START Entries shown
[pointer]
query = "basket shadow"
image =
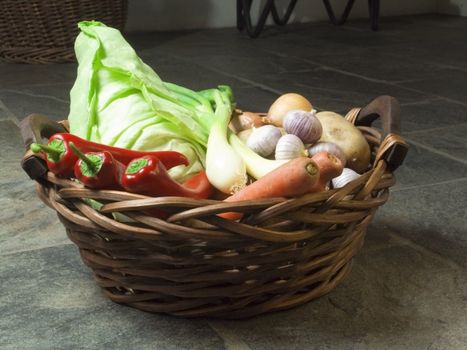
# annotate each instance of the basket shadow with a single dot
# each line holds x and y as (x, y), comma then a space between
(394, 293)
END Entries shown
Assigned task:
All that is wanted is the set of lines from the one with "# annotate each" through the last line of the entries, both included, output exactly.

Task response:
# annotate each instance of the basket shadow with a single dot
# each line holds x and y as (x, y), comma then a space between
(394, 293)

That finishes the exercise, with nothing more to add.